═════ PROVIDED ENTRIES ═════
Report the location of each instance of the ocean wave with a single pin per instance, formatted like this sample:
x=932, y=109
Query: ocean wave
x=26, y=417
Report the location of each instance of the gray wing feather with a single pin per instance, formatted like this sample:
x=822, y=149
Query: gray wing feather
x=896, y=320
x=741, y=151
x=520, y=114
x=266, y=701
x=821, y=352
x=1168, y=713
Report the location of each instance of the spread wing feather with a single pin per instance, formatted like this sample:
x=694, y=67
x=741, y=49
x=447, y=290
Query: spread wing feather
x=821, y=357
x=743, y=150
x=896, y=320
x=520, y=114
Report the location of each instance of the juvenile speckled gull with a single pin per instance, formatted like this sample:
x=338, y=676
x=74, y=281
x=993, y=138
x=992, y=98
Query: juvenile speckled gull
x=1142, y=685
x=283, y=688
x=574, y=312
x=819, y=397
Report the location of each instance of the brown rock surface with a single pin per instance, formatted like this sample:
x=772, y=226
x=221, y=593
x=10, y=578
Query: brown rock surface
═════
═════ PROVIDED ENTRIES ═════
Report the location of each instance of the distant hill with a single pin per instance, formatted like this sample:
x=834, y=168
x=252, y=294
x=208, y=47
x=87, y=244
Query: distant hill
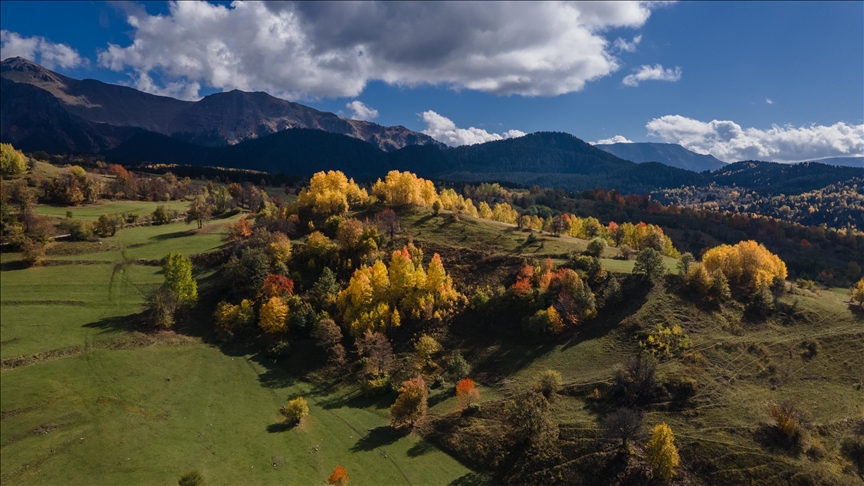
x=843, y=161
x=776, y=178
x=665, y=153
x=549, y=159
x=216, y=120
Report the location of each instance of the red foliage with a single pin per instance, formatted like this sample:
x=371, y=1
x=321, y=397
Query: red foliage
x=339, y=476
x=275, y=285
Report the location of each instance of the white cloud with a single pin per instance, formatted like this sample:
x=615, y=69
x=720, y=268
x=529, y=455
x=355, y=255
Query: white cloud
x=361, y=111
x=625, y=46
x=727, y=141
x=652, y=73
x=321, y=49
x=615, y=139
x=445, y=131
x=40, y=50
═════
═════ PROVIDED ENTRIES ═════
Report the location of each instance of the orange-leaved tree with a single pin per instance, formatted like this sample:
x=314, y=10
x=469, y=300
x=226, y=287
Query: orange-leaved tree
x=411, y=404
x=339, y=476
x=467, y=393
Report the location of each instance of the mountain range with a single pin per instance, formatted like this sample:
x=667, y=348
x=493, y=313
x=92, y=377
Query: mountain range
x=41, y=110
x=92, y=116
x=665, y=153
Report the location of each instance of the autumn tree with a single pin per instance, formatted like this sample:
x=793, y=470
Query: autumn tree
═════
Gather every line of the listing above that contains the string "tree", treating uppercase and lowercase as different.

Report the location of each instance of the orange-leaved tree with a single pin per instance, formatted like this sample:
Query: orange-leaved tree
Report the location of each instance of the autumn tree with a single pin per instance, formatted like this sample:
Query: autumn tree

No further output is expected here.